Problem a: Copy the rows below, starting at the line that contains "Mark one point per instance of the brown seaweed" and ending at the line that contains "x=738, y=283".

Reading passage:
^^^^

Annex 3: Technical note on statistical methods in ecological studies

Parametric and non-parametric statistical methods were used in the analysis of the association between caesarean section (CS) rates and adverse maternal and perinatal outcomes. These methods include locally weighted scatterplot smoothing (LOWESS), Spearman’s rank correlation, piecewise regression model, exponential model, quadratic model, and fractional polynomial model.

a. LOWESS

LOWESS is a non-parametric regression model known as locally weighted polynomial regression. The polynomial is fitted using weighted least squares, giving more weight to points near the point whose response is being estimated and less weight to points further away. A smooth curve through a set of data points obtained with this statistical technique is called a LOWESS curve.1

The most important advantage that LOWESS has over many other methods is that it does not require a specific function to fit all the data in the sample. Instead, one only has to provide a smoothing parameter value and the degree of the local polynomial. In addition, LOWESS is very flexible, making it ideal for modelling complex processes for which no theoretical models exist. The disadvantage of LOWESS is that it does not produce a regression function. This can make it difficult to transfer the results of one analysis to another [1-4].

b. Spearman’s rank correlation

Spearman’s rank correlation coefficient is the Pearson correlation coefficient between two ranked variables. It is a nonparametric measure of statistical dependence between two variables. It assesses how well the relationship between two variables can be described using a monotonic function [5].

The Spearman correlation is used when the probability distribution of the dependent variable is abnormal or unknown. It is appropriate for both continuous and discrete variables, including ordinal variables[5]. The Spearman correlation indicates the direction and closeness of association between the independent variable (x) and the dependent variable (y). But the coefficient is calculated based on the ranked variables. Changes in Spearman correlation coefficient indicates the closeness of the two variables rather than the quantitative relation between x and y measured by the Pearson correlation coefficient.

^^^^

Data excerpts:

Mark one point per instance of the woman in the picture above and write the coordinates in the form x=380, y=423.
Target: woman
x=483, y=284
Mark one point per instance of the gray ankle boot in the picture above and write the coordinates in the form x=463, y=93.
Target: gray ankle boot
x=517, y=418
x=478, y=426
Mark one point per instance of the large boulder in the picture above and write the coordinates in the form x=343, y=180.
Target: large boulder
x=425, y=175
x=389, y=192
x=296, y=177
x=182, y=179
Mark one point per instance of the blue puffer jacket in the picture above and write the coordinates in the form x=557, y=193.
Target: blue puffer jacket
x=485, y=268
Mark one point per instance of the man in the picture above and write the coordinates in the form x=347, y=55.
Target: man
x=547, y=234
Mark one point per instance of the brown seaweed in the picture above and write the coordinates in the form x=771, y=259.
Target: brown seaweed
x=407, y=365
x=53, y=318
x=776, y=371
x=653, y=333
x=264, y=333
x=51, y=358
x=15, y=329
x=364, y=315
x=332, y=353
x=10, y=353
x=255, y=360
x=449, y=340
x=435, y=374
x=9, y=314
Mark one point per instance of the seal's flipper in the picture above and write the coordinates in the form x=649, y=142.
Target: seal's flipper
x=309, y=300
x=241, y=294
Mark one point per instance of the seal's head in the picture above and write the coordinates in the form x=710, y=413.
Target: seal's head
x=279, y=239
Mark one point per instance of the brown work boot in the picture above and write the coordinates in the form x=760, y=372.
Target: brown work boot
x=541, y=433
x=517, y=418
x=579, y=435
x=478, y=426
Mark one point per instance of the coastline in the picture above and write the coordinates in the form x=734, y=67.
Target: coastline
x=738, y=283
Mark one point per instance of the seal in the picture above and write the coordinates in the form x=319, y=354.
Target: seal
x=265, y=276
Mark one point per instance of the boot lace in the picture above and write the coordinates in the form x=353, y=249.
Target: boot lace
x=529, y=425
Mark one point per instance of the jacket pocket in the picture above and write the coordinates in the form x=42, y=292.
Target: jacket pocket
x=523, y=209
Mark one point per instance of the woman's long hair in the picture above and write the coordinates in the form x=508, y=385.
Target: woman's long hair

^^^^

Problem b: According to the note on statistical methods, what is the disadvantage of LOWESS?

Expected answer a:
Mark one point per instance of the brown seaweed in the picture above and write the coordinates in the form x=771, y=259.
Target: brown seaweed
x=407, y=365
x=53, y=318
x=776, y=371
x=653, y=333
x=264, y=333
x=51, y=358
x=15, y=329
x=364, y=315
x=332, y=353
x=10, y=353
x=255, y=360
x=449, y=340
x=435, y=374
x=9, y=314
Mark one point per instance of the seal's flipper in the picture above and write the coordinates in the form x=649, y=142.
Target: seal's flipper
x=309, y=300
x=241, y=294
Mark one point per instance of the seal's head in the picture above and write the coordinates in the form x=710, y=413.
Target: seal's head
x=279, y=239
Mark one point per instance of the brown work boot in the picture above and write the coordinates in the form x=760, y=372.
Target: brown work boot
x=541, y=433
x=517, y=418
x=579, y=435
x=478, y=426
Mark one point per instance of the coastline in the picture above and write the coordinates in the form x=734, y=67.
Target: coastline
x=738, y=283

Expected answer b: It does not produce a regression function.